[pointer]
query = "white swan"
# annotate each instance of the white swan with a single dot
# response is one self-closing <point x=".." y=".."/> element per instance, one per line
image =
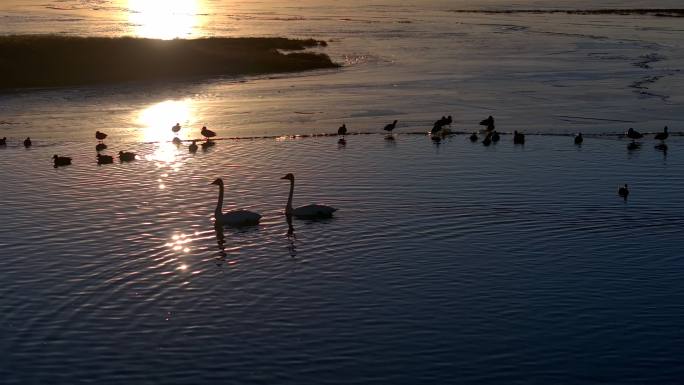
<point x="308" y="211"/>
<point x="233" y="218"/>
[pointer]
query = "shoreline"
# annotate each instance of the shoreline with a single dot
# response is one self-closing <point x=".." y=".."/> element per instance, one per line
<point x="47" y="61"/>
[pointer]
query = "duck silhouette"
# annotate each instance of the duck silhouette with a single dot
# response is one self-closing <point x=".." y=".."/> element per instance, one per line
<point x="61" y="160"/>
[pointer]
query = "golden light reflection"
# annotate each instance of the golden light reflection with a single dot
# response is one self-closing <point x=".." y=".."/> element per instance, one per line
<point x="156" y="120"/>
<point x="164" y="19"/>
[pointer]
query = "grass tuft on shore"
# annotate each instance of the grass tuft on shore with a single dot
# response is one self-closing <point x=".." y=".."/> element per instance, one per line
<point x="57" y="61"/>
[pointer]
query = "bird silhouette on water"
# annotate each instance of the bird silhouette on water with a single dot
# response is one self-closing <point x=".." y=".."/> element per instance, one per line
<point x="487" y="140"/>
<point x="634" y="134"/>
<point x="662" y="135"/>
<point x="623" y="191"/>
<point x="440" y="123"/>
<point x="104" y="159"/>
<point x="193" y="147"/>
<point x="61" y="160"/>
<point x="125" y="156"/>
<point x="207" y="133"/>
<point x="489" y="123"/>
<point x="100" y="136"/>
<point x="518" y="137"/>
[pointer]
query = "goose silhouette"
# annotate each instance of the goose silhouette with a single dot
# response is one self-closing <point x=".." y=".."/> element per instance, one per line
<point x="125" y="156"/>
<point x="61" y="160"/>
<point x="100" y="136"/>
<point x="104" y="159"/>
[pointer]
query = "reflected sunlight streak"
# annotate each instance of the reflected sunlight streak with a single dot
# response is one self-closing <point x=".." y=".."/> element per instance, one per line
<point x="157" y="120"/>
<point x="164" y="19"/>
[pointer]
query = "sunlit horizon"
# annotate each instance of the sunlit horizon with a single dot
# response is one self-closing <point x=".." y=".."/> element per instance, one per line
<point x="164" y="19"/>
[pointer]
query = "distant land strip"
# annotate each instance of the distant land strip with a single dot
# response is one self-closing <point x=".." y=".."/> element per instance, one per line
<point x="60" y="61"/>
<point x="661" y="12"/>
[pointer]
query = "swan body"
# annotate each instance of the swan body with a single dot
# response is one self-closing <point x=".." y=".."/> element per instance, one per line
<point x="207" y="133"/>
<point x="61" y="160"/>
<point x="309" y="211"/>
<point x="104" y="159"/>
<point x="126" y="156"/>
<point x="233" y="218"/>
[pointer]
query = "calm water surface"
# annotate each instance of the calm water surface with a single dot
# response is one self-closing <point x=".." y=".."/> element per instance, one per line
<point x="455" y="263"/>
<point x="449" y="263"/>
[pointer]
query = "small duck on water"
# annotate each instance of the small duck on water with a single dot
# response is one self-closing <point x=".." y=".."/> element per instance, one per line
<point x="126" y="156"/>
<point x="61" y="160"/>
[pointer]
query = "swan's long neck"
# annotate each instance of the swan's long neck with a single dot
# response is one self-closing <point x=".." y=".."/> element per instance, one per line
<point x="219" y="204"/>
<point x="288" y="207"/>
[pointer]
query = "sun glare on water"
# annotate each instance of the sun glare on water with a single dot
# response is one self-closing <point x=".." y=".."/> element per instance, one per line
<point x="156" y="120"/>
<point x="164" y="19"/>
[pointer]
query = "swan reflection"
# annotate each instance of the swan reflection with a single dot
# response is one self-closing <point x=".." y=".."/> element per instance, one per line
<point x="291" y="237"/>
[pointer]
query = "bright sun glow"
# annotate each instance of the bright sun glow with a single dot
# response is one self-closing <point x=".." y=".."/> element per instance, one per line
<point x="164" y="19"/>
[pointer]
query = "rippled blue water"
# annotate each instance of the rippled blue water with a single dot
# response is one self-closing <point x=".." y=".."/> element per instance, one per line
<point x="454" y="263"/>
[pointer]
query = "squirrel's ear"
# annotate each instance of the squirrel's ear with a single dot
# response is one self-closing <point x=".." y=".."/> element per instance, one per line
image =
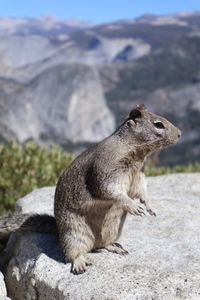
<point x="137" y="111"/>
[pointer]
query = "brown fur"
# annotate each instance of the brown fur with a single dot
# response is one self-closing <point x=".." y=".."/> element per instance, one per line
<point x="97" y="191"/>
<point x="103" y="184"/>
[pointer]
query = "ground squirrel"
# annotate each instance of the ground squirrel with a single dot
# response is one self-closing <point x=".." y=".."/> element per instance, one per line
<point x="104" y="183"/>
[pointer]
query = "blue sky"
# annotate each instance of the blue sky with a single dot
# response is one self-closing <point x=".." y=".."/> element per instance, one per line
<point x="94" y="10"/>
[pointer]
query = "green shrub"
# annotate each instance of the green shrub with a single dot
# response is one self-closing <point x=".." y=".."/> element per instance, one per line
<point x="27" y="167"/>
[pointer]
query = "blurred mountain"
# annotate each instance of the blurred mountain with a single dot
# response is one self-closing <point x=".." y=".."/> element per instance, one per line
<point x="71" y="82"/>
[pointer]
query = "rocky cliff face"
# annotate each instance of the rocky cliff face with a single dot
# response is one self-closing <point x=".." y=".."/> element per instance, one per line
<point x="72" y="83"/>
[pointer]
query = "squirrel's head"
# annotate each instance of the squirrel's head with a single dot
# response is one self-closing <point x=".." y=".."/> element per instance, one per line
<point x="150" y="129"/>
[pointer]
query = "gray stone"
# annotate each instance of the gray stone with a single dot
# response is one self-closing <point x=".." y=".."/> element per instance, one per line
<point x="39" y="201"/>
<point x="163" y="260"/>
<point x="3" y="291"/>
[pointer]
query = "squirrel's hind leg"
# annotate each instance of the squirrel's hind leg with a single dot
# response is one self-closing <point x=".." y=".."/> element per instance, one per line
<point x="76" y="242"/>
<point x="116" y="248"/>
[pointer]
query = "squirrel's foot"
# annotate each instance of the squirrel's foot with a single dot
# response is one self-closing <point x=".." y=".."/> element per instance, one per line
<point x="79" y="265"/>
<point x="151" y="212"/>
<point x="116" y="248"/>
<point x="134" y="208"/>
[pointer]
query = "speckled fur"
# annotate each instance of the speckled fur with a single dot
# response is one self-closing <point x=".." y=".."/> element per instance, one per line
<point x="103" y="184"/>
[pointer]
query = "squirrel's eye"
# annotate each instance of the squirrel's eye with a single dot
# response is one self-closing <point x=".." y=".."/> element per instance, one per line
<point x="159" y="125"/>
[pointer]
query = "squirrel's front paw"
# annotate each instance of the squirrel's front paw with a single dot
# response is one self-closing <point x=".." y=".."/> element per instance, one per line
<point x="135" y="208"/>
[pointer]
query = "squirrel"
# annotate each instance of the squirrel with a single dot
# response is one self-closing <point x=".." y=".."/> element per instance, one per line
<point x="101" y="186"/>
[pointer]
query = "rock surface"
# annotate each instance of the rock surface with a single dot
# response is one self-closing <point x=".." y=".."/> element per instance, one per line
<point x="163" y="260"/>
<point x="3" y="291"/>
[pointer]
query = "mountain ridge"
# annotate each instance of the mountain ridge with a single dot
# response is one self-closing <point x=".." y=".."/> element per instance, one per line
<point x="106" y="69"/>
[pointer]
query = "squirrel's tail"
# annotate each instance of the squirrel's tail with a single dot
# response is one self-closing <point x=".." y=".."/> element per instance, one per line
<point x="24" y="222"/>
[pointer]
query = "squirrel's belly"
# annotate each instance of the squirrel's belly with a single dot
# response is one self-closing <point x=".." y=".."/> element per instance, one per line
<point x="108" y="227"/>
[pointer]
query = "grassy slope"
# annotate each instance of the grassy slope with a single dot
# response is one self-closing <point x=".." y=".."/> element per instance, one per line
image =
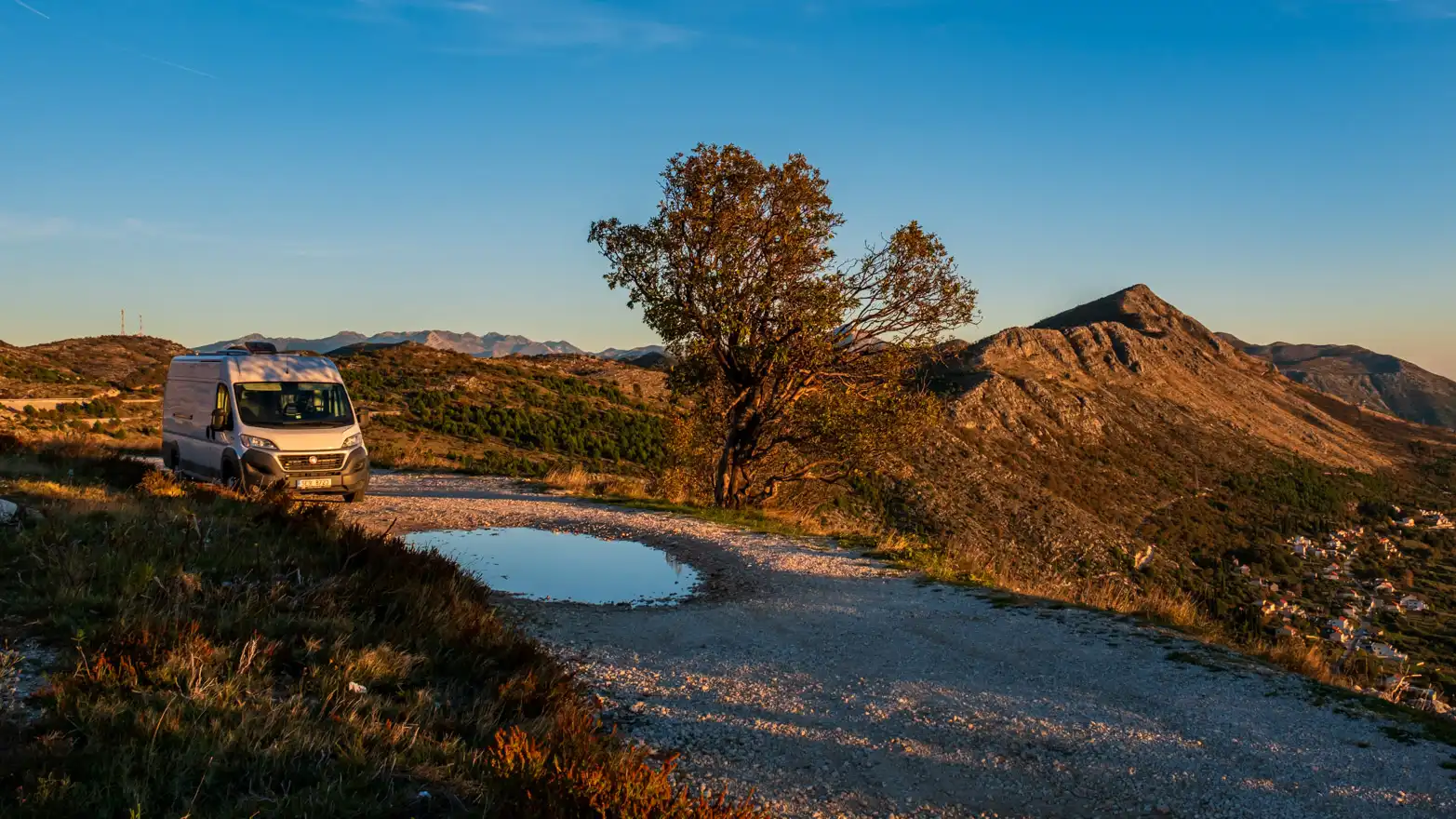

==================================================

Work to be completed —
Report how many lines above include "glare". Nothing else.

Answer box —
2